[Dataset records on object locations]
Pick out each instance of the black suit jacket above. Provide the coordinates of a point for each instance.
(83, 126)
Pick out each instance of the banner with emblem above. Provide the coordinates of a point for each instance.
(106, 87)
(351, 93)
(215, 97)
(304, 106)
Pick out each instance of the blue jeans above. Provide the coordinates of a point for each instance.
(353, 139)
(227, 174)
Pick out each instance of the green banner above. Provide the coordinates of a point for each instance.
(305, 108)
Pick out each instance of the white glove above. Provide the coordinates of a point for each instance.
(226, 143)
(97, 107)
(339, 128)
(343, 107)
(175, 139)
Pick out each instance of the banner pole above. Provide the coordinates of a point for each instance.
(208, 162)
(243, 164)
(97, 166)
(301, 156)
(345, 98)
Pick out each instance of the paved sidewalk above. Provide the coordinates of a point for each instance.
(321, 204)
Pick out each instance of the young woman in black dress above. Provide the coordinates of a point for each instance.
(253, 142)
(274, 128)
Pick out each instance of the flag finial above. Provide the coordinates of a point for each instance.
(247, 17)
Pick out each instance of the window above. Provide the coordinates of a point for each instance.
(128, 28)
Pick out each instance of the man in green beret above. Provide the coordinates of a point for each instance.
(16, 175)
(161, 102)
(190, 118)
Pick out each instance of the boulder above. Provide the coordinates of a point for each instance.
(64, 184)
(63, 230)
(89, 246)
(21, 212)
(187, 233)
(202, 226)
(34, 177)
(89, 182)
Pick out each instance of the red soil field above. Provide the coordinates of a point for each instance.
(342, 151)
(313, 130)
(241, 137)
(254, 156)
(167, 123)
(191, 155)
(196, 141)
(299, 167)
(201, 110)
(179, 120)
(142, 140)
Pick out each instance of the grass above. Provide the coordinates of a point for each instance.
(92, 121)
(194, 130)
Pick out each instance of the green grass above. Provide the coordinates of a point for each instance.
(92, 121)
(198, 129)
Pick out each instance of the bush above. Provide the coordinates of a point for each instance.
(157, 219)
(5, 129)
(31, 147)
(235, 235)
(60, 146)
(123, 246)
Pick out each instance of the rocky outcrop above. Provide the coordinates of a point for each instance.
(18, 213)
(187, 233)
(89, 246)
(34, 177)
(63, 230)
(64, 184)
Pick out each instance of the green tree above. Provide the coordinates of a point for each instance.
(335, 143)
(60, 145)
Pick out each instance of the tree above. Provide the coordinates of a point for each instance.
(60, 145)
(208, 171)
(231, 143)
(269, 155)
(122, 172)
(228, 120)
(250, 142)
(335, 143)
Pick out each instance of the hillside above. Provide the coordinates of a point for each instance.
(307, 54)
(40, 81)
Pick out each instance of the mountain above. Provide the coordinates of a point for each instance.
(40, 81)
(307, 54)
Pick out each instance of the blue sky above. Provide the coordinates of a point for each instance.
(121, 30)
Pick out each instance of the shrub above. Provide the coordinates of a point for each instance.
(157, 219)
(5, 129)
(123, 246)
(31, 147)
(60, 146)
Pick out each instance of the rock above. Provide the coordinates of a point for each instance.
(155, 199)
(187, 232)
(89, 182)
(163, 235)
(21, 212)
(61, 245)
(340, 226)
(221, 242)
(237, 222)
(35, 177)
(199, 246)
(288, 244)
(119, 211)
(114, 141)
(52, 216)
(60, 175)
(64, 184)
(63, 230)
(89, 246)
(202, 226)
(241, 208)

> Stated goal:
Return all of the records above verbatim, line for line and without any change.

> The output:
Pick out each instance of the black suit jacket above. Provide the coordinates of a point for each instance.
(83, 126)
Pick out each instance of the banner with emblem above. Provide the coordinates of a point for each instance.
(106, 87)
(351, 93)
(215, 97)
(304, 106)
Pick out each instance of the blue jeans above. Provide the coordinates of a point for each instance.
(353, 139)
(227, 174)
Pick out each instance of the green banner above. Provide the coordinates of a point for each instance.
(305, 108)
Pick out each instance of the white glove above. Provide the coordinates of a point for each instance.
(226, 143)
(97, 107)
(339, 128)
(343, 107)
(175, 139)
Pick out each instance of the banner pole above. Provide the coordinates of a point for each instance.
(208, 162)
(243, 164)
(97, 166)
(301, 156)
(345, 98)
Pick out each instance of the paved sidewalk above. Provide the coordinates of a point for each instance.
(321, 204)
Pick out each instance of the young woman in black dress above. Provide the coordinates of a point for each instance.
(253, 142)
(274, 128)
Pick out each instance of the flag finial above. Provide the coordinates of a point for each instance.
(247, 17)
Pick out each instance of the window above. Provide the coordinates of a point for each instance.
(128, 28)
Pick out each instance of the man in green beret above. Provide the coordinates of a point for each instance.
(16, 175)
(161, 102)
(190, 118)
Pick out each instance of the boulder above. Provide the coordinates of a point for each instance.
(64, 184)
(63, 230)
(89, 246)
(21, 212)
(187, 233)
(202, 226)
(34, 177)
(89, 182)
Pick out each instance of the red soil field above. Provide the coordinates of a point for each instance.
(342, 151)
(313, 130)
(241, 137)
(254, 156)
(167, 123)
(191, 155)
(196, 141)
(299, 167)
(201, 110)
(179, 120)
(142, 140)
Pick out each instance of the grass above. Provide the coordinates of a point for each instance.
(92, 121)
(194, 130)
Pick out each instance of the green grass above. Provide the coordinates of a point for each instance.
(92, 121)
(198, 129)
Pick out each instance of the bush above. Provide the coordinates of a point for each instance.
(157, 219)
(5, 129)
(31, 147)
(235, 235)
(60, 146)
(123, 246)
Pick out each instance of the rocky outcrop above. Provide the coordinates of a point for each instance.
(18, 213)
(187, 233)
(89, 246)
(34, 177)
(63, 230)
(64, 184)
Pick out each instance of the green tree above. Provide the coordinates of a point for each instance.
(335, 143)
(60, 145)
Pick out each instance of the tree above. Provide the coordinates of a point for each instance.
(60, 145)
(208, 171)
(231, 143)
(269, 155)
(122, 172)
(228, 120)
(250, 142)
(335, 143)
Pick out each instance of the hillside above. Provide the coordinates of a point for each instance.
(307, 54)
(40, 81)
Pick out each instance of the mountain above. Provide the coordinates of a point for each instance.
(40, 81)
(307, 54)
Pick out each instance of the blue sky above. Provide the coordinates of a point for each instance.
(121, 30)
Pick out each instance of the shrub above. Provide the coordinates of a point for each instance.
(157, 219)
(5, 129)
(123, 246)
(31, 147)
(60, 146)
Pick out each instance of the rock above. Provide the coordinates of a point for each instance.
(155, 199)
(187, 232)
(89, 182)
(163, 235)
(21, 212)
(61, 245)
(340, 226)
(221, 242)
(237, 222)
(35, 177)
(199, 246)
(288, 244)
(119, 211)
(114, 141)
(52, 216)
(60, 175)
(64, 184)
(63, 230)
(89, 246)
(202, 226)
(241, 208)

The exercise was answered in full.